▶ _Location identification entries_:
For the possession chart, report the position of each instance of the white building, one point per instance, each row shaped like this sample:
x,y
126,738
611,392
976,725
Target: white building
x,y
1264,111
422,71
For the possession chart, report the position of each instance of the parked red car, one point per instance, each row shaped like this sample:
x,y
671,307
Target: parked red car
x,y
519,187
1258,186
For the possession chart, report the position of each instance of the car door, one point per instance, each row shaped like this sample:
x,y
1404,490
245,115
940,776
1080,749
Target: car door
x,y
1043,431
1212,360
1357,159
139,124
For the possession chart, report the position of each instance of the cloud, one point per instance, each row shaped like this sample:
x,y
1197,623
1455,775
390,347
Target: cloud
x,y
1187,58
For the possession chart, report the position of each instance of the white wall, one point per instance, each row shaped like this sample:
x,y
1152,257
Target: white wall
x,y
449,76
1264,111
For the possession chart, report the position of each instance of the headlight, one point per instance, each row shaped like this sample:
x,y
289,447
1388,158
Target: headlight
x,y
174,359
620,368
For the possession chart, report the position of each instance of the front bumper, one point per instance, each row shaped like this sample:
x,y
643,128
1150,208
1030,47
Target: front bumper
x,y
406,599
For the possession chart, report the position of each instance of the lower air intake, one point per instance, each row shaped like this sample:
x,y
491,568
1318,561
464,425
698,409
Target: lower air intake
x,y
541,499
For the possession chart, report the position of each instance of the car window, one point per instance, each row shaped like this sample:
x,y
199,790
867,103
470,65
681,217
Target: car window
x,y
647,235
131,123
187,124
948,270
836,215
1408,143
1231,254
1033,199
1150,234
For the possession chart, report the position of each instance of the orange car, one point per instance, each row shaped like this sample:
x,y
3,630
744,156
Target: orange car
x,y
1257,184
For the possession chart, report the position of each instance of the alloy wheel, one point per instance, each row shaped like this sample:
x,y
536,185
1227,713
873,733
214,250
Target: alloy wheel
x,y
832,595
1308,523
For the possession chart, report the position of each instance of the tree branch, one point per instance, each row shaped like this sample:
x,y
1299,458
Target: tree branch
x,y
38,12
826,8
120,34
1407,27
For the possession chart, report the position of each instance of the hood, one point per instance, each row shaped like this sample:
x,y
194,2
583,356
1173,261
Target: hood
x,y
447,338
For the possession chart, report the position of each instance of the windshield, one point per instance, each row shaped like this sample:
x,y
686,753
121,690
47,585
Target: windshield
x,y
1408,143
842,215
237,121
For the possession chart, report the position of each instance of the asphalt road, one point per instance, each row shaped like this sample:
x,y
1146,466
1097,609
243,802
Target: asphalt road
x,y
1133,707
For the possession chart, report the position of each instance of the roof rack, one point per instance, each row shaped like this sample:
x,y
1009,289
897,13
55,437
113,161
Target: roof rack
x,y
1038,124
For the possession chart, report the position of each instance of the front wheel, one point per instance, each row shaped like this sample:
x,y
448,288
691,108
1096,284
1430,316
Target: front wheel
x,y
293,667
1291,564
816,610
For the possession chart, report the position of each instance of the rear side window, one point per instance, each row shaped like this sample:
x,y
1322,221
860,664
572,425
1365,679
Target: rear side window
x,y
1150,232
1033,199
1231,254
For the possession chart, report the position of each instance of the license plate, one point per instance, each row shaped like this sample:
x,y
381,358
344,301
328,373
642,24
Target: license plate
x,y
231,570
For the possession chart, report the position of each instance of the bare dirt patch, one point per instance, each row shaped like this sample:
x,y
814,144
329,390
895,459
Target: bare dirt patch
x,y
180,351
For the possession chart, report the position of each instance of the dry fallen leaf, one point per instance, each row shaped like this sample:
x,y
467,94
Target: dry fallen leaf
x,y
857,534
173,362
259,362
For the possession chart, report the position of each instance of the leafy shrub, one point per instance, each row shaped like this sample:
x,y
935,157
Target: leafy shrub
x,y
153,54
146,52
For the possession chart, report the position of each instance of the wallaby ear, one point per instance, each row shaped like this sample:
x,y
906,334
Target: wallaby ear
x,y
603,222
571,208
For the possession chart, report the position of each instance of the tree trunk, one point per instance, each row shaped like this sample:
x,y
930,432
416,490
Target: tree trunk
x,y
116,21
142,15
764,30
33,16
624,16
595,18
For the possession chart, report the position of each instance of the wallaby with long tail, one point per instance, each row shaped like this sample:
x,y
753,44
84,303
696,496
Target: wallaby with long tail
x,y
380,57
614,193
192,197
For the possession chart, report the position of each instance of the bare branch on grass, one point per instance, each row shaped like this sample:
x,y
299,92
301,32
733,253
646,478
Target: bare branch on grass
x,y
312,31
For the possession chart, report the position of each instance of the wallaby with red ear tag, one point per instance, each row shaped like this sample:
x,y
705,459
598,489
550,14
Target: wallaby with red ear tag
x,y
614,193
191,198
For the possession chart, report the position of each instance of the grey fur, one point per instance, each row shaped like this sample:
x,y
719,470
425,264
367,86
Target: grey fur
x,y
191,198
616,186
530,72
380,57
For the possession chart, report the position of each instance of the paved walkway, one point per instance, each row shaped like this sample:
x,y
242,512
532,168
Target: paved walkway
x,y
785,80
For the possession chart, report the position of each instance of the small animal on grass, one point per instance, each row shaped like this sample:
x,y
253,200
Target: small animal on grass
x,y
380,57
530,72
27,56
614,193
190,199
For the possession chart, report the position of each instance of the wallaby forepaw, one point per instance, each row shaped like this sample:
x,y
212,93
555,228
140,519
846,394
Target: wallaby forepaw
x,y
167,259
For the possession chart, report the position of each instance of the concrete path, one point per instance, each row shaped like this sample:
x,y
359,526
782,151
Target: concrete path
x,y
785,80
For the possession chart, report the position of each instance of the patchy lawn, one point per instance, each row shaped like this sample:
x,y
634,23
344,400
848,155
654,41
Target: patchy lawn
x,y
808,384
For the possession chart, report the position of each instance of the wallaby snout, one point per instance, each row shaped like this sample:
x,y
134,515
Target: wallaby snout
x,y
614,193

▶ _What the task requires_: Retype nothing except the lines from the line holding "of the concrete" through the last line of the entries, both included.

▶ _Completed task_:
For the possession chart, report the position of each instance of the concrete path, one point per instance, each row shaped like this sample:
x,y
359,526
782,151
Target: concrete path
x,y
785,80
For the possession chart, report the position of each instance of the patchy lawn, one point per instance, each row shaped like this sample:
x,y
634,23
344,400
848,155
654,41
Target: patchy lawn
x,y
808,384
For the possession chart, report the position of each instance of the wallaby snout, one point per instance, each row shaped like this sample:
x,y
134,515
Target: wallaby snout
x,y
614,193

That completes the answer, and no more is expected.